▶ What you should do:
Rewrite the rows below with "marker" changed to "dot" throughout, keeping everything else the same.

-- Begin --

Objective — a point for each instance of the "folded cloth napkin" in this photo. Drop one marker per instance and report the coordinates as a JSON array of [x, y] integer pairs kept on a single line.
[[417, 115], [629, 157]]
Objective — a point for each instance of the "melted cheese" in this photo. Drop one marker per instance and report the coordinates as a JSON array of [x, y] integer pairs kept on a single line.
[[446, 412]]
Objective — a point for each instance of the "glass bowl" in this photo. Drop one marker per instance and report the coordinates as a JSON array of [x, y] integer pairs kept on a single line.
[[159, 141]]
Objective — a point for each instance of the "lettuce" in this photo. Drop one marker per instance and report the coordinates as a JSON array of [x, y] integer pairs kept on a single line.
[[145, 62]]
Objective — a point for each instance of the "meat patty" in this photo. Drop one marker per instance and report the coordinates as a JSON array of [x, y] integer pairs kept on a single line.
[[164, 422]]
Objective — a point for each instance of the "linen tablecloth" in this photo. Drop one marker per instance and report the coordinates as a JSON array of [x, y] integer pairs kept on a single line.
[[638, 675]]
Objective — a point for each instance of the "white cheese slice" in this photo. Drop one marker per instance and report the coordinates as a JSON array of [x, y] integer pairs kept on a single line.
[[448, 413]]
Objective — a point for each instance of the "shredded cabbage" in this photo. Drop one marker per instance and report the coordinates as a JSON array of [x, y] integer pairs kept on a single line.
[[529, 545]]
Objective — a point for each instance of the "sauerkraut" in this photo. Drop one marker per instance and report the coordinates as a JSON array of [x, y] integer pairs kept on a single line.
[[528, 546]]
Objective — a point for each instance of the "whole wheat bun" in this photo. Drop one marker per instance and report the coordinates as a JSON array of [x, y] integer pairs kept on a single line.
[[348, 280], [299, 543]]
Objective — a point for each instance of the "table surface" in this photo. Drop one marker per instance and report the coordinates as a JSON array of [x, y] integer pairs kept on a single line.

-- End --

▶ Exercise result:
Objective — a point for each instance of the "folded cloth napkin" in this photo. Drop one dot per instance and report the coordinates as a JSON array of [x, y] integer pairs kept on a single line.
[[417, 115], [629, 157]]
Objective — a point for each instance of the "melted cheese" in this photo. Drop one dot per instance and report the coordinates as a JSON array of [x, y] integer pairs kept on a single line.
[[446, 412]]
Objective — a point for each instance of the "glass bowl" in this photo. Drop one dot per instance and report the coordinates as a JSON array of [x, y] integer pairs kept on a single line.
[[159, 141]]
Objective — a point for each instance of the "lettuce" in this photo. Drop one dot per instance and report the coordinates as a JSON array of [x, y] integer pairs kept on a single line.
[[145, 62]]
Objective — a point for each instance of the "meat patty" in this photo. Drop one dot per instance and report the coordinates as a JSON array of [x, y] integer pairs kept on a single line.
[[164, 422]]
Objective — a point for each instance of the "linen tablecloth" in this photo. Drop one dot per instance and report the coordinates as a JSON array of [x, y] integer pairs kept on a single line.
[[638, 675]]
Objective — a point for each instance of the "white cheese slice" in this photo. Drop one dot per instance and report the coordinates as a JSON array of [x, y] integer pairs kept on a single line.
[[448, 413]]
Objective — a point for each instance of the "shredded cabbage" in this photo. Drop one dot per instance and report the coordinates as a JSON array of [x, y] integer pairs kept on a single line.
[[529, 545]]
Objective — a point for each instance of the "sauerkraut" in this photo. Drop one dot per instance and report the coordinates as a JSON array of [x, y] integer pairs kept on a single line.
[[528, 546]]
Objective — a point for each instance of the "whole wheat bun" in this photo. Drop one dot per instance and report the coordinates as a JSON array of [x, y] integer pairs kept on a single line.
[[348, 280], [299, 543]]
Objective — a point for each instance of the "table surface" in this photo. Drop one dot per instance and report the coordinates as a JSON array of [x, y] integer pairs kept on a single line.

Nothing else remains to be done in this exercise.